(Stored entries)
-------

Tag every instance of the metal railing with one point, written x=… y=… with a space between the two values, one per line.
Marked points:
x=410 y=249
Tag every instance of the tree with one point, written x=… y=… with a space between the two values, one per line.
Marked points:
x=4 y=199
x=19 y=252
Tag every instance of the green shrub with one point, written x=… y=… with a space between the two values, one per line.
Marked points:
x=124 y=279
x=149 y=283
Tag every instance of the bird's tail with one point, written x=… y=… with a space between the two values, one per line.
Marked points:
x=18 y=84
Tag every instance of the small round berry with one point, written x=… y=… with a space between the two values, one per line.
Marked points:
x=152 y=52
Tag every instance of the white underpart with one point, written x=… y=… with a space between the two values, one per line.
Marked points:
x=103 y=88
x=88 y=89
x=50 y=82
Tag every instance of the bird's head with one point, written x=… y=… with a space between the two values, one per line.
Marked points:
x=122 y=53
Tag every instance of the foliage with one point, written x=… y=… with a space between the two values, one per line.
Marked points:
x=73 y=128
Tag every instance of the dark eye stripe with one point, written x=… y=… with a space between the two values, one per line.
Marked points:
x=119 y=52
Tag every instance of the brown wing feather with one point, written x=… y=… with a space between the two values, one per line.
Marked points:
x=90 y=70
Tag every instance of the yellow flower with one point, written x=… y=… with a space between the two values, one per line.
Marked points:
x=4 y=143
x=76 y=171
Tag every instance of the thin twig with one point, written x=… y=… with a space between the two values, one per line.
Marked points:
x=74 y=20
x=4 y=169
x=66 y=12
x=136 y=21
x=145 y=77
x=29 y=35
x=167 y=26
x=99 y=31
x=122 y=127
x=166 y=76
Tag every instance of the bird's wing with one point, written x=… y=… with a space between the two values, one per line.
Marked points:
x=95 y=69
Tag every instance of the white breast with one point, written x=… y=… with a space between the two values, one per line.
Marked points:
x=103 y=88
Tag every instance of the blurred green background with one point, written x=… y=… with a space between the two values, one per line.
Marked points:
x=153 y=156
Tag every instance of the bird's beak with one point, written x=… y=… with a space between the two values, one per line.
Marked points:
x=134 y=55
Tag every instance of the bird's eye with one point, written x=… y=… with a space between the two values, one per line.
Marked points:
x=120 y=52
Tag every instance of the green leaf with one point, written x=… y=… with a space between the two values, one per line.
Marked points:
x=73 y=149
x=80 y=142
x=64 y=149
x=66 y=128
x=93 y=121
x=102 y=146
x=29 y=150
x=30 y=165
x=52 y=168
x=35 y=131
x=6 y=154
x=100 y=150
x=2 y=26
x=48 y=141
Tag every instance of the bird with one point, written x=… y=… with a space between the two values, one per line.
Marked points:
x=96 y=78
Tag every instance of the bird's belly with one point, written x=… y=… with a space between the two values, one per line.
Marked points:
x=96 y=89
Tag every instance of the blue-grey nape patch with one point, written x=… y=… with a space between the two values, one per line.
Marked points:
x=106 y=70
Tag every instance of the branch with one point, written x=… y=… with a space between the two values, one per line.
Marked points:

-------

* Exercise aim *
Tell how many lines above include the word "wing". Give the number alone.

* Exercise output *
2